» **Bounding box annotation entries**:
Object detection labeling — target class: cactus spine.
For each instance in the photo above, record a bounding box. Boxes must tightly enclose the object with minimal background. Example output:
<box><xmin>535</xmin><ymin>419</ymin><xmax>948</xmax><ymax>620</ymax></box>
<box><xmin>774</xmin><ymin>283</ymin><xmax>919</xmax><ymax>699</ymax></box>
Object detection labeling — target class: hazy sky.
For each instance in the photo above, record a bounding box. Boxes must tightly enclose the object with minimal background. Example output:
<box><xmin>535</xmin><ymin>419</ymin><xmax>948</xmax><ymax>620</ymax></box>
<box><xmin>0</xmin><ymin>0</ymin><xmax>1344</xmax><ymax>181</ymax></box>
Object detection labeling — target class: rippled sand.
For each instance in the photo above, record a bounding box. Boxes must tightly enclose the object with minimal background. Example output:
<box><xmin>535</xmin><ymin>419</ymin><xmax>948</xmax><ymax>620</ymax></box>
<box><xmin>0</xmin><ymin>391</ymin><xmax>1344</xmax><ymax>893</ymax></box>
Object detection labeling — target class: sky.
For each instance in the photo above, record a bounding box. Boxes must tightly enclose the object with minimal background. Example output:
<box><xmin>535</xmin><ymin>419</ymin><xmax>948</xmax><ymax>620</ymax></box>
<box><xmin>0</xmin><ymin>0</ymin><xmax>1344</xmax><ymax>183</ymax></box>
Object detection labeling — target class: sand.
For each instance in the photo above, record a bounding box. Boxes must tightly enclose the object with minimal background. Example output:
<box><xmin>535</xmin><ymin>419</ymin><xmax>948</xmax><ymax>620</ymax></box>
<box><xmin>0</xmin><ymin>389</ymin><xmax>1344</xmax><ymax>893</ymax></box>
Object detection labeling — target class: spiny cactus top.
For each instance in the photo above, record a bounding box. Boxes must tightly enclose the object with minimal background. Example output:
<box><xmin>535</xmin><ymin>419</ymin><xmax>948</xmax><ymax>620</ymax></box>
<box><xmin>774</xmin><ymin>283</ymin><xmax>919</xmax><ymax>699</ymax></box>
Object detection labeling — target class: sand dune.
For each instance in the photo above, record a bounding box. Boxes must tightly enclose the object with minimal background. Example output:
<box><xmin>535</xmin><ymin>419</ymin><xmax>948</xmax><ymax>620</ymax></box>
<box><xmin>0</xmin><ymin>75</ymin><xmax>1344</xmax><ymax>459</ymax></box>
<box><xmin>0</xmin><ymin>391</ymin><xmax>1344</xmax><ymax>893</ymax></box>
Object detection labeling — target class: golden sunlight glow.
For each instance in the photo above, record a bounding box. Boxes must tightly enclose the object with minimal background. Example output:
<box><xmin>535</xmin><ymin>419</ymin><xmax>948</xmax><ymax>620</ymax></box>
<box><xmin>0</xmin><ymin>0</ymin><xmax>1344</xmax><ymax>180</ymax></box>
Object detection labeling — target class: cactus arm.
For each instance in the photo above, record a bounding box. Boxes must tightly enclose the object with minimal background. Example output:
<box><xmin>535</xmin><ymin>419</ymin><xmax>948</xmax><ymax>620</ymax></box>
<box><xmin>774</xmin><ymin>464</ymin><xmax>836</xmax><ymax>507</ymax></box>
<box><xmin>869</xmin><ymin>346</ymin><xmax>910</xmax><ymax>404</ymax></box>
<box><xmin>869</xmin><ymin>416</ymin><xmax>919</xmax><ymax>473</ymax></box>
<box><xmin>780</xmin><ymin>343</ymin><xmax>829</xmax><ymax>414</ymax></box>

» **TASK PROMPT**:
All of the data needs to be printed once more, exactly.

» **TASK SOLUTION**:
Object detection labeling — target class: cactus spine.
For each instance in the photo above, record a bounding box. Boxes must tightly enclose the object with minimal background. Example output:
<box><xmin>535</xmin><ymin>419</ymin><xmax>948</xmax><ymax>620</ymax></box>
<box><xmin>774</xmin><ymin>283</ymin><xmax>919</xmax><ymax>699</ymax></box>
Object detection labeling — target class: hazy sky.
For each instance in the photo above, record a bounding box. Boxes must tightly enclose the object with minimal background. Example output:
<box><xmin>535</xmin><ymin>419</ymin><xmax>948</xmax><ymax>620</ymax></box>
<box><xmin>0</xmin><ymin>0</ymin><xmax>1344</xmax><ymax>181</ymax></box>
Object detection labeling — target class: rippled sand.
For each instance in the photo above, record a bounding box. Boxes must tightly enclose the object with minimal background. Example output:
<box><xmin>535</xmin><ymin>419</ymin><xmax>948</xmax><ymax>620</ymax></box>
<box><xmin>0</xmin><ymin>391</ymin><xmax>1344</xmax><ymax>893</ymax></box>
Object detection labeling — target class: sky.
For each instance in the photo above, record a bounding box. Boxes must tightly enclose the object with minimal background. Example output:
<box><xmin>535</xmin><ymin>419</ymin><xmax>948</xmax><ymax>620</ymax></box>
<box><xmin>0</xmin><ymin>0</ymin><xmax>1344</xmax><ymax>183</ymax></box>
Object detection labeling — target class: sand.
For each instance in the photo above, record a bounding box. Boxes must tightly enclose the object with minimal background. Example output:
<box><xmin>535</xmin><ymin>419</ymin><xmax>948</xmax><ymax>620</ymax></box>
<box><xmin>0</xmin><ymin>389</ymin><xmax>1344</xmax><ymax>893</ymax></box>
Object detection labeling — target class: spiny cactus top.
For each instance in the photo above, record a bounding box. Boxes must tightly enclose the object with minimal background. Example output:
<box><xmin>535</xmin><ymin>419</ymin><xmax>948</xmax><ymax>620</ymax></box>
<box><xmin>774</xmin><ymin>283</ymin><xmax>919</xmax><ymax>699</ymax></box>
Object detection labeling — target class: sand dune.
For each instance in the photo above, record a bounding box. Boxes must tightly enclose the object with minimal background. Example output:
<box><xmin>535</xmin><ymin>419</ymin><xmax>948</xmax><ymax>620</ymax></box>
<box><xmin>0</xmin><ymin>75</ymin><xmax>1344</xmax><ymax>459</ymax></box>
<box><xmin>0</xmin><ymin>391</ymin><xmax>1344</xmax><ymax>893</ymax></box>
Object detection labeling — target class: golden sunlight glow.
For each instance in the photo above, record a bounding box. Boxes must tightly enclose the object with minimal background. Example output:
<box><xmin>535</xmin><ymin>419</ymin><xmax>948</xmax><ymax>620</ymax></box>
<box><xmin>0</xmin><ymin>0</ymin><xmax>1344</xmax><ymax>180</ymax></box>
Object detection labeling — target class: cactus arm.
For each instance in the photo above, record a bounding box. Boxes must tightly enclose the object with minimal background. Example output:
<box><xmin>535</xmin><ymin>419</ymin><xmax>948</xmax><ymax>620</ymax></box>
<box><xmin>774</xmin><ymin>464</ymin><xmax>836</xmax><ymax>507</ymax></box>
<box><xmin>869</xmin><ymin>346</ymin><xmax>910</xmax><ymax>404</ymax></box>
<box><xmin>869</xmin><ymin>416</ymin><xmax>919</xmax><ymax>473</ymax></box>
<box><xmin>780</xmin><ymin>343</ymin><xmax>829</xmax><ymax>414</ymax></box>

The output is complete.